— begin —
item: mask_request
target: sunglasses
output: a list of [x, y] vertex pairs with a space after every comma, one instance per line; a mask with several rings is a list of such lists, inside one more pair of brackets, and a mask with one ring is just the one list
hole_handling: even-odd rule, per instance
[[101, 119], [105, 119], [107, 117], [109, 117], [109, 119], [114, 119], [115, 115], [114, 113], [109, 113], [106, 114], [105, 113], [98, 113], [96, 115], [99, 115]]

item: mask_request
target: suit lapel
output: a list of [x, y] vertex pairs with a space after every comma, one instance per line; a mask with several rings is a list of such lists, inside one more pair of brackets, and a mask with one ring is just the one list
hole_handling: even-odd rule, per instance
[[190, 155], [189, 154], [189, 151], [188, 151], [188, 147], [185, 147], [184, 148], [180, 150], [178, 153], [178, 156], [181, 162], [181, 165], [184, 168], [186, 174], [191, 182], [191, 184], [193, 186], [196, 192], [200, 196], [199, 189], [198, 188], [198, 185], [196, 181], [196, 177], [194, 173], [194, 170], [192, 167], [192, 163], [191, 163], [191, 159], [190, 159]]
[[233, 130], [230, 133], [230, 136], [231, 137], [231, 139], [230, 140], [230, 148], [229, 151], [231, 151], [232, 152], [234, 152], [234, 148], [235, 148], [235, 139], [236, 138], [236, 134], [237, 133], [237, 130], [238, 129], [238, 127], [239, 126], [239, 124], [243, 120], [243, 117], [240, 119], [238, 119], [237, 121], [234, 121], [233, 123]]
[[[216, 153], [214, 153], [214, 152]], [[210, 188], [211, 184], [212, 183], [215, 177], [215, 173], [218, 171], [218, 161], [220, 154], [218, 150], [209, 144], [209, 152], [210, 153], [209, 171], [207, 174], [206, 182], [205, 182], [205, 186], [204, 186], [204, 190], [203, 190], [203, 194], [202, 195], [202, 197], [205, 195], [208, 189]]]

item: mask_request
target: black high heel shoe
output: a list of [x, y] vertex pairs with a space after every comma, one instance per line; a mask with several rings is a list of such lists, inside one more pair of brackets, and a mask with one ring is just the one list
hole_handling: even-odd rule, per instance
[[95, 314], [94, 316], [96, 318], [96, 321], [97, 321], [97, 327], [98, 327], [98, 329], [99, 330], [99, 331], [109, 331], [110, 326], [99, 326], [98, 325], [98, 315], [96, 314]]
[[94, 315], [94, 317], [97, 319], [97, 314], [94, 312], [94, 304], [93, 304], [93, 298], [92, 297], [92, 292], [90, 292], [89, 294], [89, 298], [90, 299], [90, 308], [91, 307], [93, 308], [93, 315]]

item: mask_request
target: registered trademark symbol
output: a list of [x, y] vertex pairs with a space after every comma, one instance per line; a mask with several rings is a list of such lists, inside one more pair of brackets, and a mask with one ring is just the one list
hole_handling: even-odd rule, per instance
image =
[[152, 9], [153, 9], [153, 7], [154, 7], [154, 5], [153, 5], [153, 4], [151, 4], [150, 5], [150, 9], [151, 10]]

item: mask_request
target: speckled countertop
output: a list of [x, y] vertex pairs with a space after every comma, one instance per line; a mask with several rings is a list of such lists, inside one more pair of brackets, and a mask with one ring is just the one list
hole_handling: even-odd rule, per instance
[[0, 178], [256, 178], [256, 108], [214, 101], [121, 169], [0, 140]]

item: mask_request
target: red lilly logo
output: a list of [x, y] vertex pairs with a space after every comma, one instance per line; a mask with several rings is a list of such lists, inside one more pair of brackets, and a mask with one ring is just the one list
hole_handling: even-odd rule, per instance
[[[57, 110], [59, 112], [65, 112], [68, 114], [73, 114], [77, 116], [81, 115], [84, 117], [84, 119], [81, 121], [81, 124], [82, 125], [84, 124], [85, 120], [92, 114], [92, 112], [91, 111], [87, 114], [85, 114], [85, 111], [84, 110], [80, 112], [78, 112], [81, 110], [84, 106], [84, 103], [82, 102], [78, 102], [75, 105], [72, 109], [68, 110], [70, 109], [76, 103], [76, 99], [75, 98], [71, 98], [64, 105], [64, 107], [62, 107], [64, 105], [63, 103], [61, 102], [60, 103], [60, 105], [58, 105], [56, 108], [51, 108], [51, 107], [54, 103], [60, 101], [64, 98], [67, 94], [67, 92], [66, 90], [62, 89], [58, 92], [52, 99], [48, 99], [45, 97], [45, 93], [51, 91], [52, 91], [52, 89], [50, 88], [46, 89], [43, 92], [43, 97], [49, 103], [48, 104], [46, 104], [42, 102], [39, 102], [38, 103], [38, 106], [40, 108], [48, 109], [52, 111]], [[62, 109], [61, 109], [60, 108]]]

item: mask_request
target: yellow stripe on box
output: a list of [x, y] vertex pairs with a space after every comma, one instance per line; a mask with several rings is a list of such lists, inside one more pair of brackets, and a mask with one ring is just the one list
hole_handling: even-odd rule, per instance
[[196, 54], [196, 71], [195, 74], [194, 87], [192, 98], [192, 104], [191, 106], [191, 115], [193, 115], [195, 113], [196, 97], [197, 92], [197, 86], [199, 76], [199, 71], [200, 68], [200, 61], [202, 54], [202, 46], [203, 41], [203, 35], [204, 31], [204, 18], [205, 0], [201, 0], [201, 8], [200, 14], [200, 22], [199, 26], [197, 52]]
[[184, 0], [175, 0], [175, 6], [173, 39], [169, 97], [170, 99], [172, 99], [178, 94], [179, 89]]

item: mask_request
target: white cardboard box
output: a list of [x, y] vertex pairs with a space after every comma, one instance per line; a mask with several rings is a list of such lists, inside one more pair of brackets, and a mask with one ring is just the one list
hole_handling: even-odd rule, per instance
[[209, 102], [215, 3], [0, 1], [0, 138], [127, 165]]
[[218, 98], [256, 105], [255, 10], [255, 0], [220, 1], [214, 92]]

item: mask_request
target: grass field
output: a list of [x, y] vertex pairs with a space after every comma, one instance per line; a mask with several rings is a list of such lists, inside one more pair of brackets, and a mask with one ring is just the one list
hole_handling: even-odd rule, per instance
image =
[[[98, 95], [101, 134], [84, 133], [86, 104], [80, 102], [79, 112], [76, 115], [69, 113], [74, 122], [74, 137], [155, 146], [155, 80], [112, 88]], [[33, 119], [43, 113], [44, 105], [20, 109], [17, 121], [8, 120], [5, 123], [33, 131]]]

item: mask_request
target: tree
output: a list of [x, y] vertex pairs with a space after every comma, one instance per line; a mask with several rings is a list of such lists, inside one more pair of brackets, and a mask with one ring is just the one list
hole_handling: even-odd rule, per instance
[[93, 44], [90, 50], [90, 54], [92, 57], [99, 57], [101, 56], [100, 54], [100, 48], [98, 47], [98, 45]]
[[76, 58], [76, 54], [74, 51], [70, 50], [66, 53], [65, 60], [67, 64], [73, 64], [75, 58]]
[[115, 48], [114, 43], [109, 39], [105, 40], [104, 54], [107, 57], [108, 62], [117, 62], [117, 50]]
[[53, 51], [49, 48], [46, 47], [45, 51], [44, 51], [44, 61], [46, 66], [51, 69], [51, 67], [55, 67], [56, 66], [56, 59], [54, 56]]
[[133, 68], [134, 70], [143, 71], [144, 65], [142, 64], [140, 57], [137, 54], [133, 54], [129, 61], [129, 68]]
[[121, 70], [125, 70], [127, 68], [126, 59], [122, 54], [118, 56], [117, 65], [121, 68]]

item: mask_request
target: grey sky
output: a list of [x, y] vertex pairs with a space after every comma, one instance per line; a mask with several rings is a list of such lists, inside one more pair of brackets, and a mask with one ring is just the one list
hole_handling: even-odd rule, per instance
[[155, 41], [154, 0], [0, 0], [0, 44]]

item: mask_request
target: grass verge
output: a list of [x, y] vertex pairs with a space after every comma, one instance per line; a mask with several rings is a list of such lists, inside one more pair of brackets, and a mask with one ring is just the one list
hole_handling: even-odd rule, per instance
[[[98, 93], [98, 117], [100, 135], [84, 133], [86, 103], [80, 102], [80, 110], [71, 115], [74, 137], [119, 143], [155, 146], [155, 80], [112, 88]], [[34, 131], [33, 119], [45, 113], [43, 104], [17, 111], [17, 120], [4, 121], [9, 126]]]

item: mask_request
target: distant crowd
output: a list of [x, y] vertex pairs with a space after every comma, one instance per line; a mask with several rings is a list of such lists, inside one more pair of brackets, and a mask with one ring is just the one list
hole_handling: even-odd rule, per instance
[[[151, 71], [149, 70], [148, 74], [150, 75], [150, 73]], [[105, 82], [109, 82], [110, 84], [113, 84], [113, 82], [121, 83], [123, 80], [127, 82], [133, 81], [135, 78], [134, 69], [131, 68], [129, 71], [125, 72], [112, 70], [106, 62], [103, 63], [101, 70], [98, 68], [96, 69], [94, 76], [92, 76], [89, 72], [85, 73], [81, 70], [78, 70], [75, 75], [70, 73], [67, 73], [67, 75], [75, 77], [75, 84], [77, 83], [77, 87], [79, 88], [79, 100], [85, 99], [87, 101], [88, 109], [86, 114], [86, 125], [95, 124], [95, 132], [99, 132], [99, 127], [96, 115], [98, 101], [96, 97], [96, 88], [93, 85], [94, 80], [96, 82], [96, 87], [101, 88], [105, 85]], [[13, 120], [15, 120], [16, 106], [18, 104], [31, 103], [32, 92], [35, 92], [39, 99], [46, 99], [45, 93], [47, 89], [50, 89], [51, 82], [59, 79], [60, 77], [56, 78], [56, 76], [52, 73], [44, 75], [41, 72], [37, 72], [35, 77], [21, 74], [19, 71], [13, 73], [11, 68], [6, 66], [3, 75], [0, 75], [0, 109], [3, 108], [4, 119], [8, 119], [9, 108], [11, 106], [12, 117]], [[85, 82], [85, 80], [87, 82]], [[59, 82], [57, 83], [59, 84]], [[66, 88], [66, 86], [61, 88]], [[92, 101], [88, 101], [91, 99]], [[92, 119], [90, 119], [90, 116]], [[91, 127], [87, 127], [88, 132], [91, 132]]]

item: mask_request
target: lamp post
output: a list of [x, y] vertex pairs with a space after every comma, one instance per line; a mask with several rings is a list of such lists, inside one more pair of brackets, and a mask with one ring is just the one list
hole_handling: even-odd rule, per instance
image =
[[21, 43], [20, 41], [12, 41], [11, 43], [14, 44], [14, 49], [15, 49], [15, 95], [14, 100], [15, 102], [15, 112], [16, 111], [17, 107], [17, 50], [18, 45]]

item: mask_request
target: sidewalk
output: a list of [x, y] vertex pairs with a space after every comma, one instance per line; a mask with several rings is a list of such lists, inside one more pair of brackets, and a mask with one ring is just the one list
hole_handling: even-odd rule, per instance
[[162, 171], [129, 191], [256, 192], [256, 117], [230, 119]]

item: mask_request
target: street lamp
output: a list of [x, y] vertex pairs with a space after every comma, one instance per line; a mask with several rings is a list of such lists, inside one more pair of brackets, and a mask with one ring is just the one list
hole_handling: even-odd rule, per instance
— end —
**WORK TO COMPLETE:**
Find every line in the data above that contains the string "grass" and copy each one in full.

**TASK OUTPUT:**
target: grass field
target: grass verge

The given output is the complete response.